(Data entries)
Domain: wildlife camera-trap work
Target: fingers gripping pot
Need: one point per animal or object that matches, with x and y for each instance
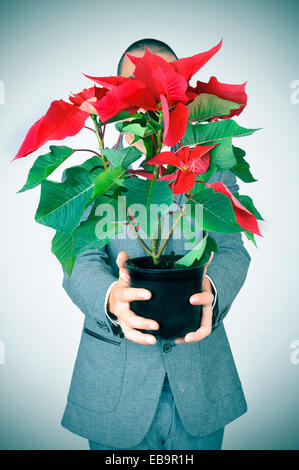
(171, 290)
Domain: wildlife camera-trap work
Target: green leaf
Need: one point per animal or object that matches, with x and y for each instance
(216, 213)
(153, 199)
(141, 128)
(62, 204)
(205, 177)
(103, 224)
(124, 115)
(223, 156)
(214, 132)
(242, 168)
(107, 180)
(211, 245)
(44, 165)
(206, 106)
(193, 255)
(94, 165)
(247, 202)
(122, 158)
(62, 247)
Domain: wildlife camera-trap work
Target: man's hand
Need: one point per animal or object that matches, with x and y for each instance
(119, 304)
(205, 298)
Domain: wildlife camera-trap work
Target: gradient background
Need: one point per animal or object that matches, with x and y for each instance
(44, 47)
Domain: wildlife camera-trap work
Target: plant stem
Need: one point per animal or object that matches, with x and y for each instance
(169, 234)
(100, 138)
(140, 241)
(86, 127)
(87, 150)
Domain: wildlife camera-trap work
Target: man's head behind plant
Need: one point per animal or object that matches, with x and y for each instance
(125, 68)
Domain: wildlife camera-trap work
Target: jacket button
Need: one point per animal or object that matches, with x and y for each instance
(167, 347)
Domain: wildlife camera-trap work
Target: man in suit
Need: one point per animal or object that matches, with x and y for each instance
(130, 390)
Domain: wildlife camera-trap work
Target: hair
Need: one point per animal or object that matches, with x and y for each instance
(154, 45)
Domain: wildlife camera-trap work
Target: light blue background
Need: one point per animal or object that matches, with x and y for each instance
(44, 47)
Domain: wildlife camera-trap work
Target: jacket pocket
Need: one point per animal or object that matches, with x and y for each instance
(101, 337)
(220, 376)
(98, 373)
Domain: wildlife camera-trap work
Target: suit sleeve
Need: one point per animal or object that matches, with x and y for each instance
(90, 279)
(230, 264)
(87, 286)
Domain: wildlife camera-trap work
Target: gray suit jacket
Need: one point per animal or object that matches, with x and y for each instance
(116, 383)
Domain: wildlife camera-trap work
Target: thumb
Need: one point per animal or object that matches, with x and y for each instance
(122, 257)
(206, 266)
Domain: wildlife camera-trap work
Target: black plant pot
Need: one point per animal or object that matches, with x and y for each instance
(171, 290)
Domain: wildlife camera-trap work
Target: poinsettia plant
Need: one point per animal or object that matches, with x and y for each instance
(158, 106)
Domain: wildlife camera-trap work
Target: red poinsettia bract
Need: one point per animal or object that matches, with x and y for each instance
(234, 93)
(243, 217)
(158, 84)
(190, 162)
(61, 120)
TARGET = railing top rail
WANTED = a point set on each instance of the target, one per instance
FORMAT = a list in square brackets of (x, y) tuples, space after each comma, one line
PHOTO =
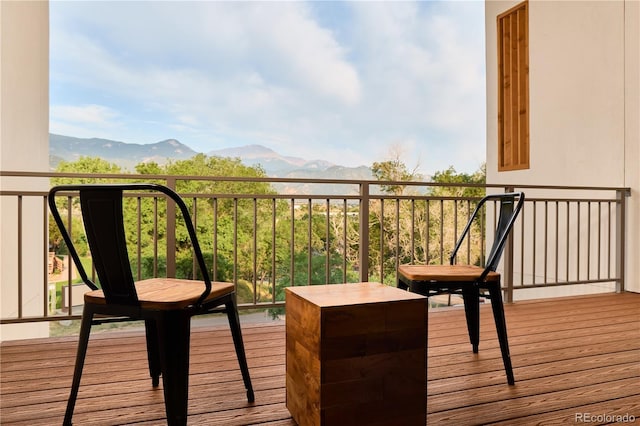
[(301, 180)]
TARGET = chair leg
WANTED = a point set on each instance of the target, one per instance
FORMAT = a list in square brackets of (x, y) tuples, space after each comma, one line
[(501, 328), (401, 284), (174, 339), (153, 352), (234, 324), (83, 342), (471, 297)]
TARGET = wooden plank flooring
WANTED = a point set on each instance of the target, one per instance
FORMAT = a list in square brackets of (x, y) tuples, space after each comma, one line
[(571, 356)]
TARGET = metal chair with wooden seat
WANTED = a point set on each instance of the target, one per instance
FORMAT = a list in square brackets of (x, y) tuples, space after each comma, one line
[(471, 281), (165, 304)]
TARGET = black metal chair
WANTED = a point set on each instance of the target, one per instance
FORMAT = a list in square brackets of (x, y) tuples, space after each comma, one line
[(471, 281), (165, 304)]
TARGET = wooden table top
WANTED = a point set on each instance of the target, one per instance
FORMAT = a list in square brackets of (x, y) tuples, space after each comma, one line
[(351, 294)]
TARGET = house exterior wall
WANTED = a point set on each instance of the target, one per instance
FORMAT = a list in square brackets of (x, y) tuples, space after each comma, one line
[(24, 146), (584, 108)]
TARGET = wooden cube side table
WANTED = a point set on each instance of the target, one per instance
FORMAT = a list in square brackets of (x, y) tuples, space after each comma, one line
[(356, 355)]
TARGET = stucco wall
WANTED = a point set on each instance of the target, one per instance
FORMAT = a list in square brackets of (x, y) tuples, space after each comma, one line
[(24, 146), (584, 101)]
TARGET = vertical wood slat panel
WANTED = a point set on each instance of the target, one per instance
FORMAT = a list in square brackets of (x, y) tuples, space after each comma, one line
[(513, 89)]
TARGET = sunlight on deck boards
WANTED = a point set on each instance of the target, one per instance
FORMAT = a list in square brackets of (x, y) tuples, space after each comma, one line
[(571, 356)]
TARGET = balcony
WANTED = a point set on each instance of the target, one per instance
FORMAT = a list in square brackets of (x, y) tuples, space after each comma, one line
[(574, 332)]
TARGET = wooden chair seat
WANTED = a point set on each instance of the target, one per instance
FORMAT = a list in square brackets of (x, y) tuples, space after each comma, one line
[(447, 273), (168, 293)]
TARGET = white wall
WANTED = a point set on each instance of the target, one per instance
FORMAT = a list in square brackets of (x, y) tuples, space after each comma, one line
[(24, 146), (584, 101)]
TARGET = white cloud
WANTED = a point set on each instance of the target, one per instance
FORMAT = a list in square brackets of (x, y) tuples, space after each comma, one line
[(216, 74)]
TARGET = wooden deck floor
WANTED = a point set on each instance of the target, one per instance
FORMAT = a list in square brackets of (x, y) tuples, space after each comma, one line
[(571, 356)]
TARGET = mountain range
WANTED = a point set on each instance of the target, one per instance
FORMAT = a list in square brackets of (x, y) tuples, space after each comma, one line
[(128, 155)]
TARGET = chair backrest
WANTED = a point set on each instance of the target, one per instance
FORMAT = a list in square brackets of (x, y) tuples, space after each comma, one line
[(102, 215), (510, 205)]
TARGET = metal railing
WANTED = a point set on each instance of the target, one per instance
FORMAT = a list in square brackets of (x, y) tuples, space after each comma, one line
[(264, 234)]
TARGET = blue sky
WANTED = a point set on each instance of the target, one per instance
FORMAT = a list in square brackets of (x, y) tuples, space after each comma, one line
[(347, 82)]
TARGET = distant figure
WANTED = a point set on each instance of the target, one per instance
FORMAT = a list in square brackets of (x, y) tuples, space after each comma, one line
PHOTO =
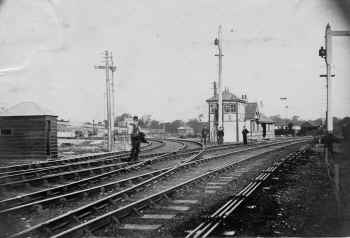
[(220, 135), (263, 125), (205, 133), (135, 140), (244, 133)]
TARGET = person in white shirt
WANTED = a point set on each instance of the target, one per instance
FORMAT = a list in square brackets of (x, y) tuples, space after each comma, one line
[(134, 136)]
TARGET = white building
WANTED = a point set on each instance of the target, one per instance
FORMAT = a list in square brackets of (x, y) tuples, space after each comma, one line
[(236, 113)]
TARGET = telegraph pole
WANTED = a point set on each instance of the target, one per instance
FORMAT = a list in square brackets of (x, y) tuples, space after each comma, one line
[(218, 42), (106, 67), (327, 54), (113, 69)]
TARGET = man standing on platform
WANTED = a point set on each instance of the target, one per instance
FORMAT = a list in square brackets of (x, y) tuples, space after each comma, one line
[(244, 133), (205, 133), (135, 141), (220, 135)]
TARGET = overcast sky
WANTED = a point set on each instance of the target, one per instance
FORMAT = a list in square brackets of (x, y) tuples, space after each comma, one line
[(165, 55)]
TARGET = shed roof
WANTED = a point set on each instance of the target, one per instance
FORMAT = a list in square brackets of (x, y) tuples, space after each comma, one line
[(26, 109), (265, 119), (250, 110)]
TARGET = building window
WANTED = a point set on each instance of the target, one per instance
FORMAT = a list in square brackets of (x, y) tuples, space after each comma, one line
[(6, 132), (212, 108)]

* _Exercise requirements_: Rewrite all of the records above with every "instance" replaced by "occurrence" and everything else unchanged. Leave the pictures out of your answer.

* _Finished task_:
Domain: wildlife camera-trap work
Target: fingers gripping pot
Need: one point per animal or object that matches, with x and y for each occurrence
(171, 290)
Domain: wildlife camera-trap work
Target: green leaf
Need: one point per animal or object that matches, with x and y for each occurrence
(216, 213)
(153, 199)
(141, 128)
(62, 204)
(205, 177)
(103, 224)
(124, 115)
(223, 156)
(214, 132)
(242, 168)
(107, 180)
(211, 245)
(44, 165)
(206, 106)
(193, 255)
(94, 165)
(247, 202)
(122, 158)
(62, 247)
Domain: wildlife camera-trap work
Target: man's hand
Need: one point per animal or object that matches, with x and y for each occurrence
(119, 304)
(205, 298)
Domain: wildlife camera-trap work
Target: gradient background
Need: one point per animal or object that matches, with x and y for each occurrence
(44, 47)
Domain: wildlife camera-trap work
Target: plant stem
Need: one point per animal or object that matches, with x and y for each occurrence
(169, 234)
(100, 138)
(140, 241)
(86, 127)
(87, 150)
Domain: wildlife camera-trap work
Target: man's head behind plant
Need: one point per animal or object that matches, with x and y for each occurrence
(125, 68)
Domain: wildlife camera-trap work
Target: jacket button
Need: one point per animal or object that matches, with x and y for each occurrence
(167, 347)
Domain: wildlife camera-trap work
Target: man in suit
Need: one point per animal or object that matches, with x and y for each occurrence
(130, 390)
Domain: wildlife camera-trap work
Target: hair
Need: one point per animal or object that matches, with x and y for each occurrence
(154, 45)
Domain: wildlife camera-trap work
Target: light blue background
Need: one point per animal or object that matches, with x and y for each occurrence
(44, 47)
Domain: wildlife camera-trap work
Target: jacket pocket
Need: one point per animal or object that matches, with x and y for each occurrence
(101, 337)
(220, 376)
(98, 373)
Domain: wildlife camera-trap work
Target: suit sleeve
Need: one point per animal or object that matches, with x and y for each occurrence
(90, 279)
(230, 264)
(87, 286)
Domain: wildlife camera-trap work
Target: gray suit jacket
Need: one point per animal or object that matches, with x and y for each occurrence
(116, 383)
Domain: wildlife camera-trap work
Target: thumb
Need: one point per animal or object that matches, with x and y for each occurrence
(122, 257)
(206, 266)
Domain: wildlife camera-trap work
Target: black plant pot
Need: one point per animal or object that matches, with x and y for each occurrence
(171, 290)
Domain: wildlife camera-trap work
Target: poinsettia plant
Need: one point per animal or object that matches, with x and y for each occurrence
(158, 106)
Domain: wildlife camera-trap work
Target: red poinsettia bract
Need: one point per animal or object that matches, with x and y for each occurrence
(234, 93)
(243, 217)
(158, 84)
(190, 162)
(61, 120)
TARGET = railing top rail
WANTED = a point set on each occurrence of the target, one per occurrence
FORMAT = a list in square brackets of (x, y) tuples, space after each comma, one line
PHOTO =
[(301, 180)]
TARGET = chair leg
WANTED = a point set on each occurrence of the target, one per occurrence
FORMAT = a list in square brackets of (x, y) tuples, space after each comma, one line
[(501, 328), (401, 284), (174, 339), (153, 352), (234, 324), (83, 342), (471, 297)]
TARGET = wooden plank flooring
WANTED = a point set on each occurrence of the target, one per occurrence
FORMAT = a list in square brackets of (x, y) tuples, space after each comma, one line
[(571, 356)]
TARGET = metal chair with wooden seat
WANTED = a point set on each occurrence of the target, one per occurrence
FORMAT = a list in square brackets of (x, y) tuples, space after each comma, one line
[(471, 281), (165, 304)]
TARGET = black metal chair
WANTED = a point set on each occurrence of the target, one per occurrence
FORMAT = a list in square brackets of (x, y) tuples, space after each comma, one line
[(471, 281), (165, 304)]
TARGET = wooden table top
WANTED = a point set on each occurrence of the target, one per occurrence
FORMAT = a list in square brackets of (x, y) tuples, space after each comma, one line
[(351, 294)]
TARGET = house exterior wall
WANTED = a point set on each occurrence of the target, one per occurrence
FORMAT = a list in square brackets of (x, y) tuples, space after each comma, one line
[(24, 146), (584, 108)]
TARGET = wooden cube side table
WANTED = a point set on each occurrence of the target, one per occurrence
FORMAT = a list in square brackets of (x, y) tuples, space after each comma, one line
[(356, 355)]
TARGET = stucco wall
WANTED = a point set on each occurrence of the target, one per occurrence
FORMAT = a list in square brackets of (x, y) tuples, space after each comma, one line
[(24, 146), (584, 101)]
TARGET = vertical wood slat panel
WANTED = a point set on each occurrence of the target, one per occurrence
FORMAT = a list in square brackets of (x, y) tuples, space after each comma, one line
[(513, 89)]
TARGET = sunlight on deck boards
WANTED = a point set on each occurrence of the target, one per occurrence
FORMAT = a list in square brackets of (x, y) tuples, space after each comma, one line
[(571, 356)]
TARGET = balcony
WANTED = a point set on each occurrence of the target, one per occurrence
FORMAT = a list in square brackets of (x, y) tuples, space after each comma, one line
[(574, 332)]
TARGET = wooden chair seat
WANTED = a point set on each occurrence of the target, one per occurrence
FORMAT = a list in square brackets of (x, y) tuples, space after each comma, one line
[(447, 273), (168, 293)]
TARGET = white wall
WANTED = a point set on each occurrence of the target, one per occurrence
FORMAT = a list in square brackets of (x, y) tuples, space after each comma, one line
[(24, 146), (584, 101)]
TARGET = white cloud
WANTED = a point set on each occurrence of the target, one per occurrence
FORMAT = a list in square brackets of (x, y) tuples, space after each comma, one line
[(216, 74)]
TARGET = wooden deck floor
WANTED = a point set on each occurrence of the target, one per occurrence
FORMAT = a list in square brackets of (x, y) tuples, space after each comma, one line
[(571, 356)]
TARGET = mountain range
WANTED = a point set on each occurrence of the target, one per occurrence
FORMAT = a list in square brackets of (x, y) tuples, space after each comma, one line
[(128, 155)]
TARGET = chair backrest
WANTED = a point set on each occurrence of the target, one per occurrence
FORMAT = a list in square brackets of (x, y) tuples, space after each comma, one line
[(102, 215), (510, 205)]
TARGET = metal railing
WANTED = a point set on each occurrence of the target, one per occurrence
FORMAT = a list in square brackets of (x, y) tuples, space after each comma, one line
[(264, 234)]
TARGET = blue sky
WANTED = a point set on each occurrence of the target, one per occurrence
FORMAT = a list in square brackets of (x, y) tuples, space after each comma, one line
[(347, 82)]
TARGET = distant figure
WANTED = a point set on each occurrence of the target, one per occurrence
FORMAT = a list in square brackets of (x, y) tuples, space after each comma, one line
PHOTO =
[(220, 135), (263, 125), (205, 133), (135, 140), (244, 133)]
TARGET = person in white shirt
WANTED = a point set on each occurrence of the target, one per occurrence
FORMAT = a list in square brackets of (x, y) tuples, space after each comma, one line
[(134, 136)]
TARGET = white building
WANTED = a point set on each occurrence of the target, one per occurrence
FORMAT = a list in square brackets of (x, y) tuples, space after each comma, one line
[(236, 113)]
TARGET = telegraph pole
WANTED = a point set on each occurrence of the target, one per occurrence
FORMAT = a list in square brackets of (x, y) tuples, space after each comma, one line
[(218, 42), (106, 67), (327, 54), (113, 69)]
TARGET = man standing on platform
WANTED = a point set on each occurrence of the target, one per occurrence
FORMAT = a list in square brackets of (x, y) tuples, space after each comma, one line
[(244, 133), (205, 133), (135, 141), (220, 135)]
TARGET = overcast sky
WANTED = a point set on each occurrence of the target, one per occurrence
FORMAT = a list in square brackets of (x, y) tuples, space after each comma, one line
[(165, 55)]
TARGET = shed roof
WANTED = a point set on each occurrence of the target, one per occurrence
FORMAT = a list in square brackets of (x, y) tuples, space after each comma, one line
[(26, 109), (265, 119), (250, 110)]
TARGET = building window
WANTED = a point set on each occurrence of the target, one per occurrence
FORMAT = a list in square brackets of (x, y) tuples, space after each comma, one line
[(6, 132), (212, 108)]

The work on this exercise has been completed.